# Given data

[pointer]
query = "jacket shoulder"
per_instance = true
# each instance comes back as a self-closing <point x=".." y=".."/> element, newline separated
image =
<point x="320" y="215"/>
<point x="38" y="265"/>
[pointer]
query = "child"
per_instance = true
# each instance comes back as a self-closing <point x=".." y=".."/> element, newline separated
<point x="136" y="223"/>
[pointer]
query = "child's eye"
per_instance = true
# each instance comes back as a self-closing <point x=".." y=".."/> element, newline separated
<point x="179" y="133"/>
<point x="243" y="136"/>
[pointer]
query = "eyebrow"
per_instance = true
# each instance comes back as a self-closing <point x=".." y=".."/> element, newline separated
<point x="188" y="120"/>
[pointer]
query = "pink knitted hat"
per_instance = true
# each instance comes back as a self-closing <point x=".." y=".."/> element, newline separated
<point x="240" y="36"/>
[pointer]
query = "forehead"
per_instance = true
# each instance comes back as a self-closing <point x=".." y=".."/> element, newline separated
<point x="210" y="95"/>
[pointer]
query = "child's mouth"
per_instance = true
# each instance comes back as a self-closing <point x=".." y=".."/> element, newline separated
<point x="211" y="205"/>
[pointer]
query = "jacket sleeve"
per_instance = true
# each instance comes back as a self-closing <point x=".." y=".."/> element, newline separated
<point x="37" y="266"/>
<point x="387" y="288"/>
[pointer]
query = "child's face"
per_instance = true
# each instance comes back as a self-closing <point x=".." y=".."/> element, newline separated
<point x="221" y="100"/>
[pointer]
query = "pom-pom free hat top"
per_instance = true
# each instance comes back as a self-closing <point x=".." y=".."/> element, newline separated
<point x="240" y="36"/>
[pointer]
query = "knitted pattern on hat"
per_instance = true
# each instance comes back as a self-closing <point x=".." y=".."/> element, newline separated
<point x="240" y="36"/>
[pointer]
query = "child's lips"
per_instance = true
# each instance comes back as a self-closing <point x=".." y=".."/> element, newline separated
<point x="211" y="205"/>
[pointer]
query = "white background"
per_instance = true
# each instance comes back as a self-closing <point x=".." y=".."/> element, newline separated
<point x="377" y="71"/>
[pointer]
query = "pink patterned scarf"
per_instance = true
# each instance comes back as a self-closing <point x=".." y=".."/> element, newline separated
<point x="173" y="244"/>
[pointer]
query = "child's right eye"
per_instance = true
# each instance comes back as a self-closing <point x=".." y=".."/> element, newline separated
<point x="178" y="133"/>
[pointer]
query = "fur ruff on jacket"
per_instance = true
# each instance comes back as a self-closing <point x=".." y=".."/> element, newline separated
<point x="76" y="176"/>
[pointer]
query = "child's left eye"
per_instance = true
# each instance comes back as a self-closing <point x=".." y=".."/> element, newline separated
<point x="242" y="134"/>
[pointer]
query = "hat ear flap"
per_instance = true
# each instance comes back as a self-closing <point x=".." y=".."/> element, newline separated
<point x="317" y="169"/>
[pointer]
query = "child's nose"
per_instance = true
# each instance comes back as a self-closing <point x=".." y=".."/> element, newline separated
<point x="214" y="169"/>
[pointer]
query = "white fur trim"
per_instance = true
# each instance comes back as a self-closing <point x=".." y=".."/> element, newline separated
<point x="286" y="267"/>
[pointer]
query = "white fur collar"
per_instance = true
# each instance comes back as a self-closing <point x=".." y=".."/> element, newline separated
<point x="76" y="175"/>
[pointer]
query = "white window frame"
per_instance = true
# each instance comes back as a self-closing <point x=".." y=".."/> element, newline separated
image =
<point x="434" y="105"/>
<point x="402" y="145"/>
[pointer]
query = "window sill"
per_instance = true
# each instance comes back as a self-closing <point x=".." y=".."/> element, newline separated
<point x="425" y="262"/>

# What the task requires
Output all records verbatim.

# Correct answer
[pointer]
query = "jacket shoulder"
per_instance = true
# each instance comes back as a self-closing <point x=".." y=".."/> element, newline separated
image =
<point x="320" y="215"/>
<point x="38" y="265"/>
[pointer]
query = "child"
per_instance = true
# each instance comes back as a self-closing <point x=".." y=".."/> element, newline separated
<point x="136" y="223"/>
[pointer]
query = "child's eye"
per_instance = true
# each instance comes back as a self-closing <point x=".." y=".."/> element, newline separated
<point x="179" y="133"/>
<point x="243" y="136"/>
[pointer]
query = "eyebrow"
per_instance = true
# each instance comes back as a self-closing <point x=".." y=".."/> element, newline separated
<point x="188" y="120"/>
[pointer]
query = "pink knitted hat"
per_instance = true
# each instance comes back as a self-closing <point x=".." y=".."/> element, newline separated
<point x="240" y="36"/>
[pointer]
query = "forehead"
per_instance = true
# each instance comes back as a self-closing <point x=".." y=".."/> element, newline separated
<point x="210" y="95"/>
[pointer]
query = "child's mouth"
per_instance = true
# each instance comes back as a self-closing <point x=".." y=".."/> element, newline separated
<point x="211" y="205"/>
[pointer]
query = "jacket sleeve"
per_instance = true
# each instance comes back as a self-closing <point x=".." y=".."/> element, newline separated
<point x="37" y="266"/>
<point x="387" y="288"/>
[pointer]
query = "child's face"
per_instance = true
# each instance comes back as a self-closing <point x=".." y=".."/> element, newline separated
<point x="221" y="100"/>
[pointer]
query = "pom-pom free hat top"
per_instance = true
# each instance comes back as a self-closing <point x=".." y=".."/> element, newline separated
<point x="240" y="36"/>
[pointer]
query = "knitted pattern on hat"
per_instance = true
# each instance comes back as a self-closing <point x=".." y=".."/> element, newline separated
<point x="240" y="36"/>
[pointer]
query = "child's lips"
per_instance = true
# each instance comes back as a self-closing <point x=".." y=".."/> element, newline separated
<point x="211" y="205"/>
[pointer]
query = "white background"
per_instance = true
# each instance comes back as a self-closing <point x=".." y=".."/> element, newline separated
<point x="377" y="71"/>
[pointer]
query = "pink patterned scarf"
per_instance = true
# each instance comes back as a self-closing <point x=".." y=".."/> element, newline separated
<point x="173" y="244"/>
[pointer]
query = "child's right eye"
per_instance = true
# each instance comes back as a self-closing <point x=".." y=".."/> element, newline separated
<point x="178" y="133"/>
[pointer]
query = "fur ruff on jacket"
per_instance = true
# each instance comes back as a self-closing <point x=".." y=".."/> element, newline separated
<point x="76" y="176"/>
[pointer]
query = "child's left eye"
per_instance = true
# each instance comes back as a self-closing <point x=".." y=".."/> element, newline separated
<point x="242" y="134"/>
[pointer]
query = "hat ear flap"
per_instance = true
# each instance comes back as a self-closing <point x=".." y=".."/> element, newline separated
<point x="317" y="169"/>
[pointer]
query = "child's nose"
per_instance = true
# each instance comes back as a self-closing <point x=".." y=".."/> element, newline separated
<point x="214" y="169"/>
[pointer]
query = "white fur trim"
per_instance = true
# each instance comes back as a self-closing <point x=".." y=".."/> element, newline separated
<point x="286" y="267"/>
[pointer]
query = "white fur collar"
per_instance = true
# each instance comes back as a self-closing <point x=".." y=".."/> element, newline separated
<point x="76" y="175"/>
[pointer]
query = "white window frame"
per_instance = true
# each instance comes back as a self-closing <point x=".." y=".."/> element, newline separated
image =
<point x="434" y="105"/>
<point x="402" y="145"/>
[pointer]
query = "window sill"
per_instance = true
# each instance comes back as a self-closing <point x=".." y=".."/> element, newline separated
<point x="425" y="262"/>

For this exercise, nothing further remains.